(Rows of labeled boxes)
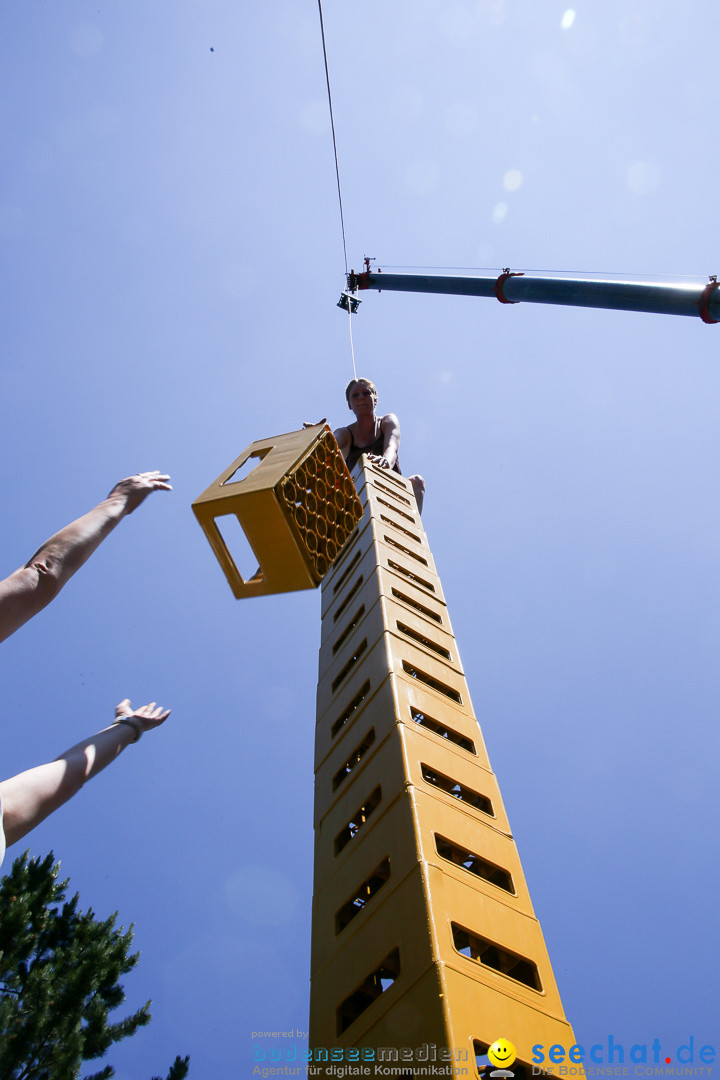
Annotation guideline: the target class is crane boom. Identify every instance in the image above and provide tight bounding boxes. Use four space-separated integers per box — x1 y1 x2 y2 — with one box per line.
348 266 720 323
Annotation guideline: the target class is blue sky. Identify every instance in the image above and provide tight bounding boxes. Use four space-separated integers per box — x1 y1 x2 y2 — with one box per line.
0 0 720 1080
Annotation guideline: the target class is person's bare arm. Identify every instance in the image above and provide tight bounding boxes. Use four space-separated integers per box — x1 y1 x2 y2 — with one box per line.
0 470 172 642
0 698 169 846
332 428 353 458
368 413 400 469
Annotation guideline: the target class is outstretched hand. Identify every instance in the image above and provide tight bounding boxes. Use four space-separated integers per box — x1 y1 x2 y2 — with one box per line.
116 698 169 738
108 469 173 514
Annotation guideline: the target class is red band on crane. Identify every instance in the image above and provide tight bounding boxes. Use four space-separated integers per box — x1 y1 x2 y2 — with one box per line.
495 267 525 303
697 274 720 323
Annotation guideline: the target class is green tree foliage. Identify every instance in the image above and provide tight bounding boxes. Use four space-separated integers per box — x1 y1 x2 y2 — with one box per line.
0 852 188 1080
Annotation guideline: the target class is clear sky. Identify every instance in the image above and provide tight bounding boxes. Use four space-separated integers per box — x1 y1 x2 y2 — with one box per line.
0 0 720 1080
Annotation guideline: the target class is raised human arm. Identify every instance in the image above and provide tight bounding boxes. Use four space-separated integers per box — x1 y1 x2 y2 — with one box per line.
0 470 172 642
0 698 169 846
368 413 400 469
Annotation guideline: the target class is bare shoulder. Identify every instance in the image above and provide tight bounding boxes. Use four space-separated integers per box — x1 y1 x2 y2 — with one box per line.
380 413 400 431
332 428 351 450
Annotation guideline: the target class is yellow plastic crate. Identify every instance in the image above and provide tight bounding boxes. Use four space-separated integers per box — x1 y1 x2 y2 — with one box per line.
192 424 363 599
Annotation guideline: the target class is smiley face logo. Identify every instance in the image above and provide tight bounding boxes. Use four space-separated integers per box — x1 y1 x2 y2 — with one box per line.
488 1039 517 1069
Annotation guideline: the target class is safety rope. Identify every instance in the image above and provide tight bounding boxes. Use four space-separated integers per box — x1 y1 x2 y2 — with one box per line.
317 0 348 274
317 0 357 379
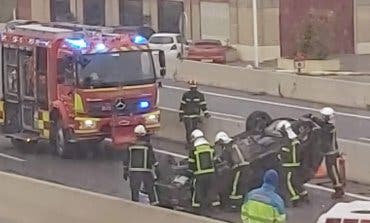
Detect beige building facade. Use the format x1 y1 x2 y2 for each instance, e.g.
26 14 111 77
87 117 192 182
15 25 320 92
4 0 370 61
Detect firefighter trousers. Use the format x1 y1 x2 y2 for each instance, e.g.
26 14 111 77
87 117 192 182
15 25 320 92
325 153 343 189
184 117 200 144
281 166 308 202
130 171 158 204
192 173 220 209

→ **Exercise task**
Can you update all the rows above by replacing "target class" with "object class" wherever it occurs and keeping everything else the same? Omit the pictures from your answer.

→ **Output below**
Annotation guideline: the object class is crane boom. Identify every instance in the image above and provide tight bounding boxes. Use four space-separated integers per box — x1 y1 x2 y2 — with one box per line.
348 266 720 323
Annotation guideline: the object class is blue sky. Identify every instance in the image above and provide tight bounding boxes. Use four space-separated integers per box — x1 y1 x2 y2 — with one box per line.
0 0 720 1080
Annotation guideline: the object class is person's bare arm. Identify every instance in the image above and provide tight bounding boxes. Use four space-separated integers per box — x1 y1 x2 y2 — with one box per line.
0 470 172 642
0 698 169 846
332 428 353 458
368 413 400 469
Annotation guideline: the object class is outstretched hand. Identify every instance in the image above and provide tight bounding boxes. Use four space-separated integers per box — x1 y1 x2 y2 — with one box per line.
116 698 169 738
108 469 173 514
Annotation guideline: the object class is red band on crane. Identify every instance in the image above and provide tight bounding boxes. Use four space-separated integers per box — x1 y1 x2 y2 — with one box per line.
495 267 525 303
697 274 720 323
Annotation guideline: the object class is green tree foliage. Identify every instance in the image above and provide tight bounding boxes. Use four space-separated integers per box — x1 y1 x2 y2 — with one box per line.
0 852 188 1080
Annotation guideline: the object class is clear sky. Identify every instance in the image above and provide tight bounding boxes. Use four space-separated integers per box — x1 y1 x2 y2 — with one box per line.
0 0 720 1080
Annotation guideline: the object class is raised human arm. Identify every instance in the image above and provide tight bounding boxes. Use four space-separated integers per box — x1 y1 x2 y2 — with one box per line.
0 470 172 642
0 698 169 846
368 413 400 469
Annotation guideline: the object class is bare shoulder. Identify every instance in the image above and provide tight bounding boxes. Use four space-separated integers per box — x1 y1 x2 y2 — with one box per line.
380 413 400 431
332 428 351 450
Annotation guideline: the object class is yellow plastic crate. Identify every instance in the image above and provide tight bounding boxes. Use four space-separated integers per box — x1 y1 x2 y2 — with one box per line.
192 424 363 599
Annotation guideline: the object class is smiley face logo. Identify every instance in the image above and provide tight bounding boxes. Use four space-separated integers per box — x1 y1 x2 y2 — with one box per line.
488 1039 517 1069
Annotation guideline: the object class is safety rope. Identify every instance in the image above and provide tight bounding boxes. Use four space-separated integers per box — x1 y1 x2 y2 — with one box per line.
317 0 348 274
317 0 357 379
Detect beige building facade. Use the format x1 y1 x2 y2 for each instance, e.g.
26 14 111 77
87 117 192 182
15 25 320 92
4 0 370 61
Detect firefighter trousers. Use the format x1 y1 x2 y2 for each instance, e.g.
26 14 111 77
87 117 192 182
15 25 320 92
325 153 343 189
184 117 200 144
281 166 308 202
130 171 158 204
192 173 220 209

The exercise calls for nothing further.